Collected data:

⁂

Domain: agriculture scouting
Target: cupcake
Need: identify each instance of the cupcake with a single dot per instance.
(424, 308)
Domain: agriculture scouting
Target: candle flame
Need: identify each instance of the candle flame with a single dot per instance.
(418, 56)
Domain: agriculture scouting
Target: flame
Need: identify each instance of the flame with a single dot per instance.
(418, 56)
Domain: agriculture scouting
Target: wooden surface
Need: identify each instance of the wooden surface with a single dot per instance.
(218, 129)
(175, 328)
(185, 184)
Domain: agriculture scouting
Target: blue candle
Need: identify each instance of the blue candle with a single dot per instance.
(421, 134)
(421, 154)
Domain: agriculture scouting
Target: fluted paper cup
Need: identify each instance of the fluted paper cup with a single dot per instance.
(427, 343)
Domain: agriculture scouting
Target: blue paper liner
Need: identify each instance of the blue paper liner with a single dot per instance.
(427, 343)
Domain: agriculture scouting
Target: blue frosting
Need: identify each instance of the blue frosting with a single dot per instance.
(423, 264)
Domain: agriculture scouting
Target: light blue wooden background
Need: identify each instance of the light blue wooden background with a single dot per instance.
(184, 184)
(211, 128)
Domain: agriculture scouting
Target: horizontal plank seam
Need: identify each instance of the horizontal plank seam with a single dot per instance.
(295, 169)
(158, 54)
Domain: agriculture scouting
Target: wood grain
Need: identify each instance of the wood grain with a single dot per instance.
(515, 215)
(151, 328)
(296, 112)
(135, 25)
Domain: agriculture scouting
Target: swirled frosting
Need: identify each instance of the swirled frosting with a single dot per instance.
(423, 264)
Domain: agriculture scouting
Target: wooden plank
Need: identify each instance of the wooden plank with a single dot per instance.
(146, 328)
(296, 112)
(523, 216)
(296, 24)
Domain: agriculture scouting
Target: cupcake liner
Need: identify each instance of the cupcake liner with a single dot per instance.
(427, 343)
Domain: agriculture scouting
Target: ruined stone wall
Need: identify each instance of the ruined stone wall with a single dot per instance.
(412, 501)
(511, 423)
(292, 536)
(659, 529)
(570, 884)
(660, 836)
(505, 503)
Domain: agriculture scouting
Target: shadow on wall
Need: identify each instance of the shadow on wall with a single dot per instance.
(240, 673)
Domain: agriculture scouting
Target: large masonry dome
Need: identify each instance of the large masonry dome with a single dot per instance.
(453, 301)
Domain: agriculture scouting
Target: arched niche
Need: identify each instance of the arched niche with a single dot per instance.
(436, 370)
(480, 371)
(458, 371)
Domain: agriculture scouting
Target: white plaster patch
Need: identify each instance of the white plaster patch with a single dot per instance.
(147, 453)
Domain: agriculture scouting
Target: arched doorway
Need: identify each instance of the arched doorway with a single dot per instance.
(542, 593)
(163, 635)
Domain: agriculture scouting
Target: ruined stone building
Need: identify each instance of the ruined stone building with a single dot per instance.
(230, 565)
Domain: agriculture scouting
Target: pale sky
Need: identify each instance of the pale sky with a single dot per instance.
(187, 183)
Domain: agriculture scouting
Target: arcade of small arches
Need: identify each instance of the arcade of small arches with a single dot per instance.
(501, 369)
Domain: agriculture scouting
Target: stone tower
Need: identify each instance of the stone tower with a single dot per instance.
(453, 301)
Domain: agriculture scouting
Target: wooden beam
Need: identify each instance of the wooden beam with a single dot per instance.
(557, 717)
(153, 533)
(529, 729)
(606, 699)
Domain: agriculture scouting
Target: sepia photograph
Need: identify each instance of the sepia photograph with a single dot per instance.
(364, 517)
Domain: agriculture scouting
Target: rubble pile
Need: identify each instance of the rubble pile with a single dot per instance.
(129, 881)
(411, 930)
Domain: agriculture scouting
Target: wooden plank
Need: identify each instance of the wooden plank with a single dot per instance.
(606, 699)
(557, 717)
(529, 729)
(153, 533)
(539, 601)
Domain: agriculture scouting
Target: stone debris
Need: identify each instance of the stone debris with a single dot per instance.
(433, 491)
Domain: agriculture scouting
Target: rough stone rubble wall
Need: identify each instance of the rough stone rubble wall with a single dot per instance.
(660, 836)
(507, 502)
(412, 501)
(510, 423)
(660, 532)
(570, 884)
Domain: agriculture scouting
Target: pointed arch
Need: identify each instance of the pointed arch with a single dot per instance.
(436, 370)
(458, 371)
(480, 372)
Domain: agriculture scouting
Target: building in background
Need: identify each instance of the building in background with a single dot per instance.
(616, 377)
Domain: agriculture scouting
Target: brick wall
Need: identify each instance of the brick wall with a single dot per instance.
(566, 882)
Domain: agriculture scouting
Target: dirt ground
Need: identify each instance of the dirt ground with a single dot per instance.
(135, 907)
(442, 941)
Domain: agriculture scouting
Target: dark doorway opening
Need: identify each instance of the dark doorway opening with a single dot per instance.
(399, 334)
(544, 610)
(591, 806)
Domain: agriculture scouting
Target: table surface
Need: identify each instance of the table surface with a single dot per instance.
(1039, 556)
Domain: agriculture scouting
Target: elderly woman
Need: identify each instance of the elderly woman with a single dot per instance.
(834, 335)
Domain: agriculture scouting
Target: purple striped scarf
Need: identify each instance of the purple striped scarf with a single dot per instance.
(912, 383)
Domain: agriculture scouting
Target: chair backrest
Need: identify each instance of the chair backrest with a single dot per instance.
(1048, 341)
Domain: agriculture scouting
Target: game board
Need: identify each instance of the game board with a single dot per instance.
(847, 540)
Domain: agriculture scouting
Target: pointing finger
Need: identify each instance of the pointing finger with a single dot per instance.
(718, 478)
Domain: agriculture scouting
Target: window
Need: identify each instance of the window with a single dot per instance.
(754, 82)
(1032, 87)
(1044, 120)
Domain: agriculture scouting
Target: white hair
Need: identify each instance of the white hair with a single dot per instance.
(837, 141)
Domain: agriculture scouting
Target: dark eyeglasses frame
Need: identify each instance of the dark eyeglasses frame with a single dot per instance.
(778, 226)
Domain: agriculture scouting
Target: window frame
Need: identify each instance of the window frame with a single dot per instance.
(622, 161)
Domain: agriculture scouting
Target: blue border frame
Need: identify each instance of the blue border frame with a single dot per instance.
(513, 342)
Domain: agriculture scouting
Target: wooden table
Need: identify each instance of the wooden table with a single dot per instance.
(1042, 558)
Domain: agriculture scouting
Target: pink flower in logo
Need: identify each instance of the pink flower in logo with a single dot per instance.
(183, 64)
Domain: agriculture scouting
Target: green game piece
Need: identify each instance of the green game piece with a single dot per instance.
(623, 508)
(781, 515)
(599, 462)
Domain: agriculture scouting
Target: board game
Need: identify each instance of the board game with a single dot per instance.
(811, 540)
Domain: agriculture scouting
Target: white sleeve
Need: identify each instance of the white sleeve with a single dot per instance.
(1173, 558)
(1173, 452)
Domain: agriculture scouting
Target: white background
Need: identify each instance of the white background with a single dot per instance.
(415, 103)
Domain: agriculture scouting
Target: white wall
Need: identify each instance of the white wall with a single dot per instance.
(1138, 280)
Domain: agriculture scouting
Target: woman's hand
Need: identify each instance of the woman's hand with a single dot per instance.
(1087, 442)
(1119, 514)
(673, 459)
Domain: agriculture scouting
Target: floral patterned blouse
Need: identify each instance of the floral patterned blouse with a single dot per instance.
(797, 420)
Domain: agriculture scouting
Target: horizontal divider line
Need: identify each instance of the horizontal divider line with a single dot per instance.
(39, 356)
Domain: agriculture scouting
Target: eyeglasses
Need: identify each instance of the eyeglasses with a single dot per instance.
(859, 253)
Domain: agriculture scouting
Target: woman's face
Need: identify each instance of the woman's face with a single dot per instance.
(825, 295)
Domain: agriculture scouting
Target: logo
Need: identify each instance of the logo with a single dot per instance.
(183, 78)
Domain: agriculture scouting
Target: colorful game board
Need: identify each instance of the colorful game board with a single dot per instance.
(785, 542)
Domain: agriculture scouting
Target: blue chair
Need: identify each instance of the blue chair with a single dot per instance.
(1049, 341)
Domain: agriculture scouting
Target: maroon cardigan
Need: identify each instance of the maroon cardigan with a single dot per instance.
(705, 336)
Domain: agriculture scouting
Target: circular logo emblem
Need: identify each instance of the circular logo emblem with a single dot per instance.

⁂

Copy out the range of lines above starting at the line with "Need: identify each instance of the dark doorway" and ending at the line with "Target: elderly woman", exactly and including both.

» Answer to the exercise
Need: identify each instance of the dark doorway opening with a single dot per instance.
(399, 334)
(544, 610)
(591, 806)
Domain: agriculture scouting
Target: table surface
Need: identify each instance of the table surface with a single dot per instance.
(1039, 556)
Domain: agriculture scouting
Target: elderly woman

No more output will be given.